DATASET —

•••••

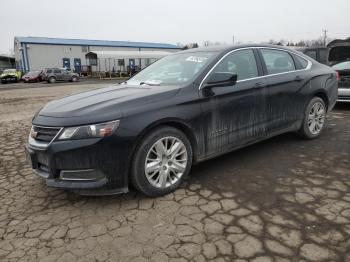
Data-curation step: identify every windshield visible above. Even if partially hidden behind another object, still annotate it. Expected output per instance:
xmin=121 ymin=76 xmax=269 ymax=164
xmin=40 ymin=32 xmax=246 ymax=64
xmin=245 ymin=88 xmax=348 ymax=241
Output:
xmin=4 ymin=69 xmax=16 ymax=74
xmin=332 ymin=61 xmax=350 ymax=70
xmin=127 ymin=52 xmax=217 ymax=85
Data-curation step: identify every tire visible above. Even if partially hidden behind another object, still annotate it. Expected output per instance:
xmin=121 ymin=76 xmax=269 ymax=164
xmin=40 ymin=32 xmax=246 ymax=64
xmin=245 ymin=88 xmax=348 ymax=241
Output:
xmin=47 ymin=76 xmax=56 ymax=84
xmin=298 ymin=97 xmax=327 ymax=139
xmin=130 ymin=126 xmax=193 ymax=197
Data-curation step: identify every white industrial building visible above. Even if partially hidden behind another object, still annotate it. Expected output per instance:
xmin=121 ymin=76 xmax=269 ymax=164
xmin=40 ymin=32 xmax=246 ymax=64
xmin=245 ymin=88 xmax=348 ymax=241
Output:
xmin=14 ymin=37 xmax=180 ymax=73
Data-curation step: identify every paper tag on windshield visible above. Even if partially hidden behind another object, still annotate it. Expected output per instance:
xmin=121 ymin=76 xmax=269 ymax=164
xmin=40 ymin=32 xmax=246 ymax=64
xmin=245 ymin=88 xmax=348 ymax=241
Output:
xmin=186 ymin=56 xmax=208 ymax=63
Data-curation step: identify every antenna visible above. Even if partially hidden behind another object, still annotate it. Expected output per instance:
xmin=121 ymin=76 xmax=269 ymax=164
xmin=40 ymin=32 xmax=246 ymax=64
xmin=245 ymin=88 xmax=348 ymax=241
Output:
xmin=322 ymin=29 xmax=328 ymax=47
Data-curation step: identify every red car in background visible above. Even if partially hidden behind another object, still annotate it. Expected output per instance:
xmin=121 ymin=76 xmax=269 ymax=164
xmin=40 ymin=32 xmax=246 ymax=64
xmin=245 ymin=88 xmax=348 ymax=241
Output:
xmin=22 ymin=71 xmax=43 ymax=83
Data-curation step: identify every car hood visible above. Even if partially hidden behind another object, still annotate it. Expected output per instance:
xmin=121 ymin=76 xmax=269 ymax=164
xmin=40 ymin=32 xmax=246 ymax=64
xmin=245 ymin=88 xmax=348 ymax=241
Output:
xmin=33 ymin=85 xmax=179 ymax=126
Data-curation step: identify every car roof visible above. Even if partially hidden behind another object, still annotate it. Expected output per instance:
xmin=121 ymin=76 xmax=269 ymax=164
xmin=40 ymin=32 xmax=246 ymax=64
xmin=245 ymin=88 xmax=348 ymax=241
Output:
xmin=177 ymin=44 xmax=295 ymax=53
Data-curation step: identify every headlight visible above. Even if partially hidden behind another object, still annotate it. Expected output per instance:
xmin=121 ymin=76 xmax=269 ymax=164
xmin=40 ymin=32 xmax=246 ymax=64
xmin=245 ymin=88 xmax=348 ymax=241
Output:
xmin=58 ymin=120 xmax=119 ymax=140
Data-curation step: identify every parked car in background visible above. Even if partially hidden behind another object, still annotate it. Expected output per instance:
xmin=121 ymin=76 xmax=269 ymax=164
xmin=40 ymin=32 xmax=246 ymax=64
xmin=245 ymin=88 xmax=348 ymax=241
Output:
xmin=0 ymin=69 xmax=22 ymax=84
xmin=22 ymin=71 xmax=43 ymax=83
xmin=332 ymin=60 xmax=350 ymax=102
xmin=27 ymin=45 xmax=338 ymax=197
xmin=43 ymin=68 xmax=79 ymax=83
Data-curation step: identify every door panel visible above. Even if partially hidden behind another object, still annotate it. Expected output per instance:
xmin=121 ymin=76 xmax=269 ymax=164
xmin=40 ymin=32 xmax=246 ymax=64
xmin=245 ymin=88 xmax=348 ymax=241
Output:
xmin=199 ymin=49 xmax=266 ymax=156
xmin=260 ymin=49 xmax=305 ymax=133
xmin=202 ymin=80 xmax=266 ymax=155
xmin=63 ymin=58 xmax=70 ymax=69
xmin=74 ymin=58 xmax=81 ymax=74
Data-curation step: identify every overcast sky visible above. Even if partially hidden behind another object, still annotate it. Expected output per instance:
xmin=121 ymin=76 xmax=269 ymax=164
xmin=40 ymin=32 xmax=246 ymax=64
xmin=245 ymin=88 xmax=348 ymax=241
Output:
xmin=0 ymin=0 xmax=350 ymax=53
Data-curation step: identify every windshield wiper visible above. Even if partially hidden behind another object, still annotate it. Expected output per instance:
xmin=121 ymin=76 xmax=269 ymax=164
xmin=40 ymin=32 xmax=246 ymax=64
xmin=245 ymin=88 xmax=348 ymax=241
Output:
xmin=140 ymin=82 xmax=160 ymax=86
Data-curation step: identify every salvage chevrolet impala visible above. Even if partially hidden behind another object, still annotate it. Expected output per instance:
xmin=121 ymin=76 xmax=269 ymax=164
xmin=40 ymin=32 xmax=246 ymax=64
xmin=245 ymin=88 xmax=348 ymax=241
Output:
xmin=26 ymin=45 xmax=338 ymax=196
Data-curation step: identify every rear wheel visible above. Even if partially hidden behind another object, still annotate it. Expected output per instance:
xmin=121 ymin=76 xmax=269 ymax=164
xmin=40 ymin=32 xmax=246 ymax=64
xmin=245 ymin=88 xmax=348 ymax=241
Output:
xmin=299 ymin=97 xmax=326 ymax=139
xmin=131 ymin=127 xmax=192 ymax=197
xmin=48 ymin=76 xmax=56 ymax=84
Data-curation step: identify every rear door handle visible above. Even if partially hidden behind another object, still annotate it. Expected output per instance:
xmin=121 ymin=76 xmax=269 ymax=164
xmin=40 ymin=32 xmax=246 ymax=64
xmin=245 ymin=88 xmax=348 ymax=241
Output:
xmin=254 ymin=82 xmax=266 ymax=88
xmin=295 ymin=76 xmax=304 ymax=82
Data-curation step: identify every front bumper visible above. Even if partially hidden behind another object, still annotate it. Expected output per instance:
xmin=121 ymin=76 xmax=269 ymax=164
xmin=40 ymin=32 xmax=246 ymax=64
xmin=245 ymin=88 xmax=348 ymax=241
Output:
xmin=26 ymin=131 xmax=130 ymax=195
xmin=337 ymin=87 xmax=350 ymax=102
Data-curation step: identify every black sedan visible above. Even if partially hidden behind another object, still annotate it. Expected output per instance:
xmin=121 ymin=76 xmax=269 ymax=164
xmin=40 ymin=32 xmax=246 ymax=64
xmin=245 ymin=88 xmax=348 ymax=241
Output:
xmin=27 ymin=45 xmax=338 ymax=196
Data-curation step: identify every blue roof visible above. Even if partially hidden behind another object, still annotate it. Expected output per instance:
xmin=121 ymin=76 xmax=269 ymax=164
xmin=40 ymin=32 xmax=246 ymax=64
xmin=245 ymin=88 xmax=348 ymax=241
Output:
xmin=15 ymin=36 xmax=180 ymax=49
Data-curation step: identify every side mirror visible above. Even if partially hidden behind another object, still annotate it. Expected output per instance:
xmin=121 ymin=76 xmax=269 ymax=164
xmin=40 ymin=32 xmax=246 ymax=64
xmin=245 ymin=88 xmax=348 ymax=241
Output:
xmin=204 ymin=72 xmax=237 ymax=88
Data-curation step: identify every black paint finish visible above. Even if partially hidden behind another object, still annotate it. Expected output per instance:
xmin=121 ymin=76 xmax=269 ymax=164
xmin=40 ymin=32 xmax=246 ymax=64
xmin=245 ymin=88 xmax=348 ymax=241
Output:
xmin=29 ymin=45 xmax=337 ymax=192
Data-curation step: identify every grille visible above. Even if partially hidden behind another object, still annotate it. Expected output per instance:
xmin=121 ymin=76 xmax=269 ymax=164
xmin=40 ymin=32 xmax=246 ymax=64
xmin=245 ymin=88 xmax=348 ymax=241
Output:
xmin=31 ymin=126 xmax=61 ymax=142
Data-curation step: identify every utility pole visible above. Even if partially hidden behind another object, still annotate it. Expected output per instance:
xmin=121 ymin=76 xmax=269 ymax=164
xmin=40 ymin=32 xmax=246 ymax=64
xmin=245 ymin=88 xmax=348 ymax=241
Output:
xmin=323 ymin=29 xmax=328 ymax=47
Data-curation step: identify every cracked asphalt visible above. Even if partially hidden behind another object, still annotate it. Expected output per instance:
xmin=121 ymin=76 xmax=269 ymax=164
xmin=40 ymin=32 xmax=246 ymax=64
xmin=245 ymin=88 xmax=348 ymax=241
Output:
xmin=0 ymin=82 xmax=350 ymax=262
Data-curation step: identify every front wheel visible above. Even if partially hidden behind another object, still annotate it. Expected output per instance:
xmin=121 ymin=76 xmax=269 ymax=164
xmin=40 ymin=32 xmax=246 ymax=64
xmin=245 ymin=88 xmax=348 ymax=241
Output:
xmin=299 ymin=97 xmax=327 ymax=139
xmin=131 ymin=127 xmax=192 ymax=197
xmin=48 ymin=77 xmax=56 ymax=84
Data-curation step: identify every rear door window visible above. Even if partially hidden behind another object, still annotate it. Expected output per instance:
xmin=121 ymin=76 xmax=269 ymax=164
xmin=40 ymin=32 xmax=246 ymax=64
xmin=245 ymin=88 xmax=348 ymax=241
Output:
xmin=304 ymin=50 xmax=317 ymax=60
xmin=213 ymin=49 xmax=259 ymax=80
xmin=261 ymin=49 xmax=295 ymax=75
xmin=319 ymin=49 xmax=328 ymax=64
xmin=294 ymin=55 xmax=309 ymax=69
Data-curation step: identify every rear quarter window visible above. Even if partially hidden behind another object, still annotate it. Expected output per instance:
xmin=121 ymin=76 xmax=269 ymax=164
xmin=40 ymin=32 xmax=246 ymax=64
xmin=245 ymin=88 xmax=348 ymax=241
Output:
xmin=293 ymin=55 xmax=309 ymax=70
xmin=261 ymin=49 xmax=295 ymax=75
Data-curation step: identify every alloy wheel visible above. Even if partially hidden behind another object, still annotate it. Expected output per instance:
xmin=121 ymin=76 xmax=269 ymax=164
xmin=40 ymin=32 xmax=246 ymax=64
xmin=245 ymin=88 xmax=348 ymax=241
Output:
xmin=145 ymin=137 xmax=188 ymax=188
xmin=308 ymin=102 xmax=326 ymax=135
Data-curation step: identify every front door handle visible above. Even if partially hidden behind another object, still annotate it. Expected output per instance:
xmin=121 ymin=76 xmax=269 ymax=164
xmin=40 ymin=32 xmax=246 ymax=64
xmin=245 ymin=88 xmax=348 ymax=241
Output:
xmin=254 ymin=82 xmax=266 ymax=88
xmin=295 ymin=76 xmax=304 ymax=82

•••••

Find every line in the rows above that contains the word "black" and copy each of those lines in full.

Data-curation step: identify every black sedan visible above. Even if partially hidden behind another object, still annotate it. Expected output per instance:
Data-curation step: identify every black paint finish visible above. Even if partially hidden behind another object, still annotate it. Expected output per instance:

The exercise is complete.